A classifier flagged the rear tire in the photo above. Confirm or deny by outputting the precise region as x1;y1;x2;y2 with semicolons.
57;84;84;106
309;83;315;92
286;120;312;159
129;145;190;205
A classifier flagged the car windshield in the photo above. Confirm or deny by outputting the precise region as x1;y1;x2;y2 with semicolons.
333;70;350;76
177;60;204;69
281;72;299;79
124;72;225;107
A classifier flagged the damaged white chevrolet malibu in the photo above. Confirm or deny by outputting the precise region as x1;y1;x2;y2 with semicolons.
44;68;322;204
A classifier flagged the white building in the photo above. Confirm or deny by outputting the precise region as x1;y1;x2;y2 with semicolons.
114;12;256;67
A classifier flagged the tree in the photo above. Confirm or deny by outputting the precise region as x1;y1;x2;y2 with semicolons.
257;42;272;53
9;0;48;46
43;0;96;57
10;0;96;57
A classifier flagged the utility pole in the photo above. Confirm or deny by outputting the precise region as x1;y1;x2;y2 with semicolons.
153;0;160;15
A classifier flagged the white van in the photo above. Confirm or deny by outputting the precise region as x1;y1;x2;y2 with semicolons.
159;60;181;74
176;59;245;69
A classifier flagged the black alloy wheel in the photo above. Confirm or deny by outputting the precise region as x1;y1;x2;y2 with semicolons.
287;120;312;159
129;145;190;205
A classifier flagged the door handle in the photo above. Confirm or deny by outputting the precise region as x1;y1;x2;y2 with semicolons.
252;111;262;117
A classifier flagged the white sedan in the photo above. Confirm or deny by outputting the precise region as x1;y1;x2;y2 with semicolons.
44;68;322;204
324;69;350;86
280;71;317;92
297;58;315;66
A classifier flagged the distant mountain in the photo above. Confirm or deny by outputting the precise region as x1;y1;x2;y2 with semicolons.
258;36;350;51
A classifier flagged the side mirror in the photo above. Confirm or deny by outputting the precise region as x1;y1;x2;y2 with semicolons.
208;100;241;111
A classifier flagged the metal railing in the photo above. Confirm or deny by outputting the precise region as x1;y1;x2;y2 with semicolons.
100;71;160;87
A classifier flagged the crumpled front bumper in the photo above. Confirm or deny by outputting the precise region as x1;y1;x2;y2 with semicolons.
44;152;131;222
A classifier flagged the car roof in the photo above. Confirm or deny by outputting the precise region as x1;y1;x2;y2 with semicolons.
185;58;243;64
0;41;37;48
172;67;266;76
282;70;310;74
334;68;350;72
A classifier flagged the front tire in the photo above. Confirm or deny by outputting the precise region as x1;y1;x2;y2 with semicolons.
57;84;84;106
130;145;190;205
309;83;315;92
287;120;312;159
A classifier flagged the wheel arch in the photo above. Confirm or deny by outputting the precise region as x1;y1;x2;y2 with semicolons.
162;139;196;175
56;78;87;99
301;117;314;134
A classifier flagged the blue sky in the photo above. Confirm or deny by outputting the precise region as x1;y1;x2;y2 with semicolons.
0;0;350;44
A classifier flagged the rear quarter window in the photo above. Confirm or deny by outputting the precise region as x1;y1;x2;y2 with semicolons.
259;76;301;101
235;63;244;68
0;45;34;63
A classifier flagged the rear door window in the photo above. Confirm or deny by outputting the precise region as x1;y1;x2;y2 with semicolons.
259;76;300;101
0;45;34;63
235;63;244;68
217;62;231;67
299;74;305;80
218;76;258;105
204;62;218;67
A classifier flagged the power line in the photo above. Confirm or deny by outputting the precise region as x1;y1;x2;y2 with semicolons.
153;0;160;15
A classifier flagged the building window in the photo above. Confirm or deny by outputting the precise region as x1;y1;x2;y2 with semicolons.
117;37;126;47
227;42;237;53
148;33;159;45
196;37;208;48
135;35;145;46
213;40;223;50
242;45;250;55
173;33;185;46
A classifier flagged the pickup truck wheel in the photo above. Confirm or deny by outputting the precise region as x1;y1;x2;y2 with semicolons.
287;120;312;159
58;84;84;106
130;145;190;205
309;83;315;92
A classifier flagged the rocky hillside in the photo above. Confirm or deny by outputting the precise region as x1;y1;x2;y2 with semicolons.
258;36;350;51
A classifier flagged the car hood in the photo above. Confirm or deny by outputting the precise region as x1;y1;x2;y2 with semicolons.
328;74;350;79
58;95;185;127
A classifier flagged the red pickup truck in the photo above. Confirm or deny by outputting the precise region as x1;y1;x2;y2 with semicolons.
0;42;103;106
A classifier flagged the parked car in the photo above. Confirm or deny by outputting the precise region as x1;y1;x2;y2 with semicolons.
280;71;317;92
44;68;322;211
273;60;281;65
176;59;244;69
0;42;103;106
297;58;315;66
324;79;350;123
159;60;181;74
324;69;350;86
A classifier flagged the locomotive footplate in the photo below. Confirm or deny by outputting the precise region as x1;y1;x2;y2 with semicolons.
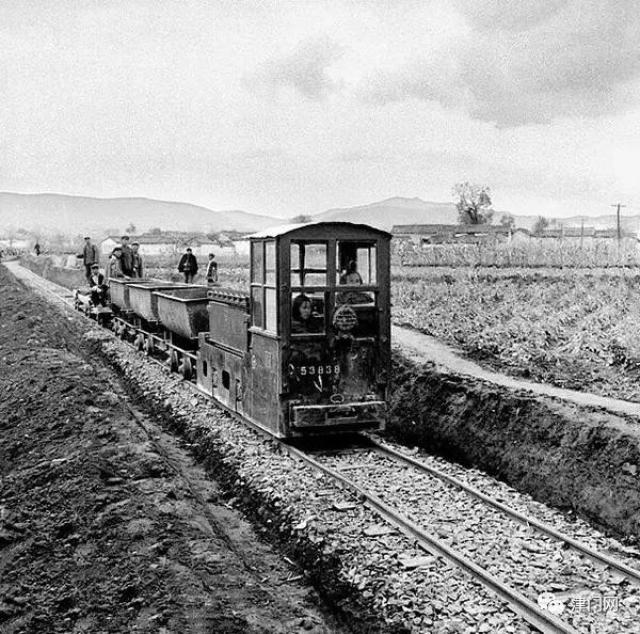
290;401;386;428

**Task brief**
Copy the listing above verbatim, from the line containing "A classifier flagged the rear quarter" through the line containing "173;33;185;46", both included.

**Solution below**
A classifier flagged the rear quarter window in the photo above. Confirm or deny by outputting the precise region as x1;y1;x2;y2 with semicolons.
259;76;301;101
235;63;244;68
0;45;34;63
A classifier flagged the rear door window in the photo above. Confirm or deny by outputting the precise region as x1;y1;x2;y2 with semicolons.
259;76;300;101
0;45;34;63
235;63;244;68
217;62;231;67
299;74;305;80
218;76;258;105
204;62;218;67
A classifier flagged the power line in the photo above. Confirm or deny by outputting the precise region as x1;y1;x2;y2 with semicolons.
153;0;160;15
A classifier flagged the building window in the photo above. Confirm or deny by outputting the precise region as x1;y1;x2;y2 with semicolons.
117;37;126;47
227;42;237;53
148;33;159;45
196;37;208;48
135;35;145;46
213;40;223;50
242;45;250;55
173;33;185;46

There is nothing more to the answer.